* _Aim of the task_: Beginning at the line with "# point at: colorful", output each line to the end of the listing below exactly, please.

* _Given records_:
..........
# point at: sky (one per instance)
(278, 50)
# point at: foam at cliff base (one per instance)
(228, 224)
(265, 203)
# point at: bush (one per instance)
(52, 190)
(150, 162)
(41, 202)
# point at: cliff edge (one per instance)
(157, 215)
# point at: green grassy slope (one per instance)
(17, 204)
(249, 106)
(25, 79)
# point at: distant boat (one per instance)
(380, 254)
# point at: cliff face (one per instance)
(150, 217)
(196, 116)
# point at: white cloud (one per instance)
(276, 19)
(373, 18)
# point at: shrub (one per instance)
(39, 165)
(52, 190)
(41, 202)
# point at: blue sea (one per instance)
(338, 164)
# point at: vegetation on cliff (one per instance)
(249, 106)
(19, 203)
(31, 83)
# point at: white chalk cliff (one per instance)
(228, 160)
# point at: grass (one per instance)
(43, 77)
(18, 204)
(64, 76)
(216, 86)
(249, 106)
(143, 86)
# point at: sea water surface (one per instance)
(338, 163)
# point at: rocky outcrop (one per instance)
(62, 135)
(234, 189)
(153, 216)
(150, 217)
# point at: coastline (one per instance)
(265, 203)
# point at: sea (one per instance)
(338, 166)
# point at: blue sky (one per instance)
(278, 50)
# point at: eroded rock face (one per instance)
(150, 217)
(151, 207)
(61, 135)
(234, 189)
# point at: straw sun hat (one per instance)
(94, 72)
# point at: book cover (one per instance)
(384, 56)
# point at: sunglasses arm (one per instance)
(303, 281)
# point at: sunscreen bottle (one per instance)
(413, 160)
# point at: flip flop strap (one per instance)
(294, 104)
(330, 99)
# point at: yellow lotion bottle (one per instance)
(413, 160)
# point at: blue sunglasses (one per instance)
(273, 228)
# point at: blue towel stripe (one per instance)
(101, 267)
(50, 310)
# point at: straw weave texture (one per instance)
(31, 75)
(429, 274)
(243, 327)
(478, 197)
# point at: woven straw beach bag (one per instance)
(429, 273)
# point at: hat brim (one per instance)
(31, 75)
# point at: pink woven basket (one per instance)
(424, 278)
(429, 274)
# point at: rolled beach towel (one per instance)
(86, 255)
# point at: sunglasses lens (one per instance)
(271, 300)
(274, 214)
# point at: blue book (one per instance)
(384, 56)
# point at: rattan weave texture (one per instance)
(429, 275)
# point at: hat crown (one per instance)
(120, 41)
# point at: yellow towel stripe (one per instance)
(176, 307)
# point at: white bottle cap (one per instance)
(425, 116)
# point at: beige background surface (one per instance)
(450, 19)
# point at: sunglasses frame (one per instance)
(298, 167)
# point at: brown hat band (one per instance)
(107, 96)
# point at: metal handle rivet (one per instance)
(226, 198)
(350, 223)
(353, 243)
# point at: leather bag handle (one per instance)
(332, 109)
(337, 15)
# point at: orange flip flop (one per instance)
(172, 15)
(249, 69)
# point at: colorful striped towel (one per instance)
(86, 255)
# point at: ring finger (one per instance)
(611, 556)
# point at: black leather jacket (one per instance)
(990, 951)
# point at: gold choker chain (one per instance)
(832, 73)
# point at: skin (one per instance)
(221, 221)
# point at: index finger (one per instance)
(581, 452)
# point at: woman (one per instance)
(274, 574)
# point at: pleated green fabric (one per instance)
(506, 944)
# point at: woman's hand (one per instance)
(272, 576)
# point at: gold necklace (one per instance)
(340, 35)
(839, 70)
..........
* _Reply_:
# point at: colorful striped towel (one per instance)
(86, 255)
# point at: ring finger (one per instance)
(611, 556)
# point at: black leather jacket (one per instance)
(990, 951)
# point at: gold choker chain (one per instance)
(832, 73)
# point at: skin (one per instance)
(221, 221)
# point at: index finger (one per instance)
(581, 452)
# point at: woman (one per instance)
(274, 574)
# point at: pleated green fabric (one per instance)
(506, 944)
# point at: woman's hand (one per instance)
(272, 576)
# point at: gold necklace (one per instance)
(340, 35)
(839, 70)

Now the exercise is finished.